■ WHAT IS REQUIRED ■
All records should be written out again exactly.

DATA FOR REVIEW START

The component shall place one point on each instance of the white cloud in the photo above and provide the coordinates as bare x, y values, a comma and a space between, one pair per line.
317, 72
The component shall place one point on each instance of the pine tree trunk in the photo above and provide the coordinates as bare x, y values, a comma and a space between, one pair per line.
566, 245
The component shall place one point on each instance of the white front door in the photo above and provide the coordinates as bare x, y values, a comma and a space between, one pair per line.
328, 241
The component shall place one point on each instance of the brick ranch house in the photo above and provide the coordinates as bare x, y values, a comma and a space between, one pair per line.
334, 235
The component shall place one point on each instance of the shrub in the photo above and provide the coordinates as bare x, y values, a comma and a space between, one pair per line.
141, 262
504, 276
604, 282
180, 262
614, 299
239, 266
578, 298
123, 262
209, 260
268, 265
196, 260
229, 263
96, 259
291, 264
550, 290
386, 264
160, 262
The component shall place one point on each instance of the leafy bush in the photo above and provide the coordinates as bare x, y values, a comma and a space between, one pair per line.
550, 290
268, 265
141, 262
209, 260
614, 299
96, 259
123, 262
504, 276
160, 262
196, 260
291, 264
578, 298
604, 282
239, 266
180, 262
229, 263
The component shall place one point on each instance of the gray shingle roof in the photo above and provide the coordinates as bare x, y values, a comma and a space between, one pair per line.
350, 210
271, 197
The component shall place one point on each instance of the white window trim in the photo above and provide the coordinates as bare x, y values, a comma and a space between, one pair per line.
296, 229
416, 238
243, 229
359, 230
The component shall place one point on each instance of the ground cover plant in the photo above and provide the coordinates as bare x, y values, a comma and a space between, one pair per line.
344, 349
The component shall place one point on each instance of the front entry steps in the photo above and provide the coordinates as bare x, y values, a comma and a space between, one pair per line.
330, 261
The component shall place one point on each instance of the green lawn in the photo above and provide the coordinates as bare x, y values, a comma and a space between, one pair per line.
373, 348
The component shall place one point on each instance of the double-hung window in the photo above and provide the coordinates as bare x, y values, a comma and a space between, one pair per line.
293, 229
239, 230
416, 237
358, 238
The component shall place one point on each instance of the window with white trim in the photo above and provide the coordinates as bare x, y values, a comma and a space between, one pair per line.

DATA FOR REVIEW END

■ SOLUTION TO THIS PROBLEM ■
The component shall place one point on each instance of the white cloud in the photo above and provide the coordinates as bare x, y values, a comma and a space between, one pair per line.
317, 72
The component shall place one point on each instance of the pine tree trunk in the photo above and provide the coordinates as bare x, y values, a comma and a space between, one pair per line.
566, 245
The component shall place one point on each instance of the white front door in the photo above and provide the coordinates as bare x, y values, a comma and a space between, one pair per line.
328, 241
The component shall place one point on each instance of the brick ranch house in the photo above and provide the coordinates as bare x, y values, a comma and a space between, one pair per line.
334, 235
The component shall place one point on each instance of the shrub in the photo above and provide the coordinates as bare x, y values, a comma and a space between, one pair per line.
141, 262
504, 276
604, 282
180, 262
614, 299
239, 266
578, 298
123, 262
209, 260
268, 265
196, 260
229, 263
96, 259
291, 264
550, 290
386, 264
160, 262
The component shall place one point on each instance of the leafy bush in the photo above and provide the coordinates as bare x, y values, a comma and a space between, one pair per line.
550, 290
268, 265
141, 262
209, 260
614, 299
96, 259
123, 262
504, 276
160, 262
196, 260
291, 264
578, 298
604, 282
239, 266
180, 262
229, 263
The component shall place one point on each instance of the gray shingle roof in the photo above and provide the coordinates as bare x, y values, a comma and a space between, one pair per line.
350, 210
271, 197
The component shall place one point on each instance of the white window trim in the photo above and provide the coordinates as bare x, y values, a comma and a space between, one pair per line.
296, 229
416, 238
243, 229
359, 230
The component shall place one point on each instance of the ground cover plant in the photo above and provide the coordinates as bare x, y values, a comma and a space between, one pair per line.
344, 349
The component shall place one point on each instance of the front entry steps in the photo above and provide the coordinates as bare x, y values, a comma and a space between, one pair per line.
330, 261
The component shall place one point on each instance of the green lawn in the photo above and provide the coordinates as bare x, y values, a comma and a space between, one pair per line.
373, 348
The component shall place one point on each instance of the double-hung window in the photo above and provide the coordinates as bare x, y values, a comma and a space between, one pair per line.
293, 229
239, 230
416, 237
358, 238
The component shall place one point on each instance of the window with white trim in the photo above and provide the coordinates as bare x, y values, a comma and a space between, one pair per line.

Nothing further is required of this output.